DO THIS:
In the review thread, where do the authors say their added simulation can be found?

SOURCE DOCUMENT:
The paper mentions that it provides practical guidance to design the neural network, including the network size, smoothness level and so on. Though it is a theoretical work, some empirical results would significantly demonstrate the usefulness of the paper. I would recommend authors run some simulations to show how the theoretical results guide the design of neural networks. For example, under what scenarios, the errors are optimally controlled?

The theoretical results are interesting. Can the authors highlight the difficulties and summarize the new ways of proof if there are? This could be a huge contribution to the statistical learning community. I didn't see the challenges from my end and all seem to be standard.

问题

What is p_data on Line 122?

Authors need to check all the parenthetical and narrative citations throughout the whole paper. Many were mis-used. For example, Line 316 should be parenthetical citation.

Definition of neural network class is already given in Tang and Yang, 2024 (AISTATS). Authors need to reference it or directly call it from the citation.

In remark 1, can authors discuss the case when alpha_X>1? What does this mean to the minimax rate?

In Remark 2, can the authors clarify why D_Y need to satisfy this condition to have the first term dominate the second one?

Rong Tang and Yun Yang. Adaptivity of diffusion models to manifold structures. 27th International Conference on Artificial Intelligence and Statistics, 2024.

评论

Point 1: simulation and practical guidance.

Reply: Thank you for your valuable suggestions. We have included a simulation in our paper, which can be found in Appendix A of the supplementary material. Please see our global comment for more details.

Point 2: Technical difficulties.

Reply: One main technical challenge in extending the analysis from the unconditional case to the conditional case is developing new analytical approaches to bound the approximation error of the conditional score function using neural networks due to the inclusion of the extra covariate variable XMXX\in\mathcal M_X. In particular, as we assume the support of YX=xY|X=x to be a general, unknown nonlinear submanifold MYX=x\mathcal M_{Y|X=x} dependent on the covariate value X=xX=x, the task of handling unknown supports for the conditional distributions requires us to deal with infinitely many unknown and nonlinear submanifolds MYX=x\mathcal M_{Y|X=x} with xMXx\in \mathcal{M}_X. This poses a significant technical challenge that we tackle in our work. In particular, we need to partition the joint space M\mathcal{M} of (X,Y)(X,Y) into small pieces with varying resolution levels in XX and YY, tailored to times tt: the resolution level in YY should decrease with increasing tt, reflecting the diminished importance of finer details in YY due to noise injection over time; while the resolution level in XX should increase with tt, emphasizing the growing significance of the global dependence on XX as finer details in YY are smoothed out.

Point 3: What is pdatap_{data} on Line 122?

DATA BLOCK:

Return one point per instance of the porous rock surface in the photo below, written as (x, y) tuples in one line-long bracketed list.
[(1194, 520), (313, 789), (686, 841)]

CORRECT RESULT:
In Appendix A of the supplementary material.